TEXT SEGMENT
Algorithm: (Dynamic Programming with a little twist)
Let S(i) = set of all "reasonable" result that can be created with "i" number of DIGIT
Let B(i) = set of all numbers that can be created with "i" number of of DIGIT without using any operation. (i.e. for i = 1, DIGIT = 4, 0.4, 0.4' = 0.444444...)
S(i) = B(i) Union {Binary operation on S(j) and S(k) where j+k=i} Union {Unary operation on S(i)}
Data Structure
S(i), the set of all valid number, is store in a balanced binary search tree.
Each number is hashed to a pointer to a node (that represent its equation). In other words, every nodes is indexed by a hash table. Each node has the following properties,
Member:
priority: store the priority of each entry, this is used to determine bracket and break tie
entry: store the content, such as "*", "fact", "44", etc.

TASK STATEMENT
Pick up the dynamic programming algorithm description after its last line and carry it forward in the same style.

Location annotation dataset excerpts
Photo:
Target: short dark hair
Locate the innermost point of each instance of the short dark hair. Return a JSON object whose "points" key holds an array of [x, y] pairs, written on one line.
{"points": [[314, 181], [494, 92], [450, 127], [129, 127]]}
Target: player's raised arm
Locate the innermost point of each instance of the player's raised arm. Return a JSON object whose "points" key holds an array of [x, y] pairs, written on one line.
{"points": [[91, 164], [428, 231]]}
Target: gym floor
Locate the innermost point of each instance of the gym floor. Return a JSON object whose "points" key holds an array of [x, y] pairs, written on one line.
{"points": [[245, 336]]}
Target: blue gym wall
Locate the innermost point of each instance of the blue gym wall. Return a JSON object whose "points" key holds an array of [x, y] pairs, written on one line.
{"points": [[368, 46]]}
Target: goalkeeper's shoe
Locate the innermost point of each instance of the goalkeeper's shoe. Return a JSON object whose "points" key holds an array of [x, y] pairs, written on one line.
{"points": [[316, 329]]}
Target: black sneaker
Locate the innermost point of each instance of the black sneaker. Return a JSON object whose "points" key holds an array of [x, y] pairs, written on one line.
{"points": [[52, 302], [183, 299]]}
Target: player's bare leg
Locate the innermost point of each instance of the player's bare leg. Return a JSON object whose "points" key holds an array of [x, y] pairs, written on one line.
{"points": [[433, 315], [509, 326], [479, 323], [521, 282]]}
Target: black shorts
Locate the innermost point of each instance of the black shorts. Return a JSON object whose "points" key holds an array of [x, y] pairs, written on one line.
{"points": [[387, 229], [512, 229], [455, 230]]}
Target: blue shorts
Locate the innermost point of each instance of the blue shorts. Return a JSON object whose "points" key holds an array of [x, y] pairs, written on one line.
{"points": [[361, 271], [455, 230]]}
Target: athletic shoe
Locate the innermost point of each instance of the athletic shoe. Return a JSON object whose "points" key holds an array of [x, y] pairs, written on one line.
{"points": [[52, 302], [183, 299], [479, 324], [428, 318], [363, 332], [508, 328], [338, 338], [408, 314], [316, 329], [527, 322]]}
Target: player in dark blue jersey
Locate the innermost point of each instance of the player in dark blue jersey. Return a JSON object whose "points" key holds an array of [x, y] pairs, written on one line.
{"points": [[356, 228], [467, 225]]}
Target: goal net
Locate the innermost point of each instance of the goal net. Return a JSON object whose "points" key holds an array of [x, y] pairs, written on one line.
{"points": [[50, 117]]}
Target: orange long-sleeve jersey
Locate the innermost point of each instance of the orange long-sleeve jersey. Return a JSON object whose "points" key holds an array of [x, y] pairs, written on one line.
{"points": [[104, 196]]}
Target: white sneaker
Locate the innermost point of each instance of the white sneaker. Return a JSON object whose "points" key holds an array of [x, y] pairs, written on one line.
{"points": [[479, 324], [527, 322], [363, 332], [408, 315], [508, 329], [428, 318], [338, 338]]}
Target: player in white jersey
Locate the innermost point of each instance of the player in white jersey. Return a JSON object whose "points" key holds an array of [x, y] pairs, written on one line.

OUTPUT FOR THIS TASK
ptrLEFT: pointer to left node
ptrRIGHT: pointer to right node
NOTE: this is not a binary tree, but an acyclic graph, because a single node often has multiple parent
This data structure to express equation is prefered over binary tree
Use a lot less memory
Much easier to update when a simpler representation is found. For instance
Assuming we have, 20 = 4 / sqrt(4%), and 80 = 4 * 20 = 4 * (4 / sqrt(4%))
In my program, when 20 is updated to 20 = 4! - 4, everything else that use 20 is updated automatically, thus 80 = 4 * (4! - 4). Because 80 is a node where "entry = *" "ptrLEFT = pointer to node 4" "ptrRIGHT = pointer to node 20"